Skip to content

新 IR 下自动代码生成 #56849

@0x45f

Description

@0x45f

问题描述 Please describe your issue

0 前言

静态图组网

import paddle
import paddle.static as static

paddle.enable_static()

main_program = static.Program()
startup_program = static.Program()
with static.program_guard(main_program=main_program, startup_program=startup_program):
    x = paddle.static.data('x', [2, 2], dtype='float32')
    out = paddle.mean(x, 0, True)    
    print(out)
    print(main_program)


# var mean_0.tmp_0 : LOD_TENSOR.shape(1, 2).dtype(float32).stop_gradient(True)
# { // block 0
#     var x : LOD_TENSOR.shape(2, 2).dtype(float32).stop_gradient(True)
#     var mean_0.tmp_0 : LOD_TENSOR.shape(1, 2).dtype(float32).stop_gradient(True)

#     {Out=['mean_0.tmp_0']} = reduce_mean(inputs={X=['x']}, dim = [0], in_dtype = -1, keep_dim = True, op_device = , op_namescope = /, op_role = 0, op_role_var = [], out_dtype = -1, reduce_all = False, with_quant_attr = False)
# }

新IR下,只需要在执行时设置环境变量FLAGS_enable_new_ir_api=1就会走新IR的逻辑

# <paddle.fluid.libpaddle.ir.OpResult object at 0x7f166a12bb70>
# {
#  (%0) = "pd.data" () {dtype:float32,name:x,place:Place(undefined:0),shape:IntArray[2,2]} : () -> pd.tensor<2x2xf32>
#  (%1) = "pd.mean" (%0) {axis:IntArray[0],keepdim:1} : (pd.tensor<2x2xf32>) -> pd.tensor<1x2xf32>
# }

1 调用逻辑

  • 以mean api为例,_ir_ops.mean(x, axis, keepdim)处是新IR组网的逻辑
    image

  • /workspace/Paddle/python/paddle/_ir_ops.py文件中,将core.ir.ops中的方法加入到了globals和__all__中
    image

  • core.ir.ops是pybind的module,具体逻辑在/workspace/Paddle/paddle/fluid/pybind/ir.cc中。调用了BindOpsAPI(&ops_modules)方法将C++的函数bind到了ops module上
    image

  • BindOpsAPI的逻辑在/workspace/Paddle/paddle/fluid/pybind/ops_api.cc中,调用了PyModule_AddFunctions python c api进行bind
    image

  • 上图中的OpsAPI是这样一组函数的声明,需要按照PyModule_AddFunctions函数的要求进行声明
    image

  • 以mean为例,只是做了一下转发,调用了static_api_mean函数
    image
    image

  • static_api_mean在/workspace/Paddle/paddle/fluid/pybind/static_op_function.cc文件中中定义。这里对python端传来的参数进行转换,最后调用了paddle::dialect::mean(x, axis, keepdim)

> 任务要求
a) 把上面帖子里以“core.ir.ops是pybind的module”开头的那一段改写成要点列表，保留主要信息。
b) 重写上面帖子中从“print(main_program)”一直到“x : LOD_TENSOR.shape(2, 2).dtype(float32).stop_gradient(True)”这一段，并把其中的“float32”换成“float64”。

> 数据记录
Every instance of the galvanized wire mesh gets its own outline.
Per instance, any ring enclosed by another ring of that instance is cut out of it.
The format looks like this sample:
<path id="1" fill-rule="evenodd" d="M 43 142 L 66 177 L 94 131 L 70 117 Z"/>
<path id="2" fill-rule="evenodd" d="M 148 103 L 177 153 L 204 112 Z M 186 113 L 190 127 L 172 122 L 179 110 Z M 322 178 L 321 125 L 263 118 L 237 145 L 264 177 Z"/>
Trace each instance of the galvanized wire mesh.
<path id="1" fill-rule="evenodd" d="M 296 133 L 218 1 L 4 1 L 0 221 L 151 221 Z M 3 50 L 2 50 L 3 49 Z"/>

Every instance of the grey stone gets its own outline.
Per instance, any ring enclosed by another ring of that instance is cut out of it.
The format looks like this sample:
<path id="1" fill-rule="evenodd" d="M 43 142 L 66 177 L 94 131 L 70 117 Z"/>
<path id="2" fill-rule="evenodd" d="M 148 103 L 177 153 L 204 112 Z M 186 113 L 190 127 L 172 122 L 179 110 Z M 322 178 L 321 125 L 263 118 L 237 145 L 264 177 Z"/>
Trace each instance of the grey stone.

> 答案列表
a)
- core.ir.ops 是一个 pybind 模块。
- 它的具体逻辑在 /workspace/Paddle/paddle/fluid/pybind/ir.cc 中。
- 那里调用 BindOpsAPI(&ops_modules) 方法，把 C++ 函数绑定到 ops 模块上。

b)
print(main_program)


# var mean_0.tmp_0 : LOD_TENSOR.shape(1, 2).dtype(float64).stop_gradient(True)
# { // block 0
#     var x : LOD_TENSOR.shape(2, 2).dtype(float64).stop_gradient(True)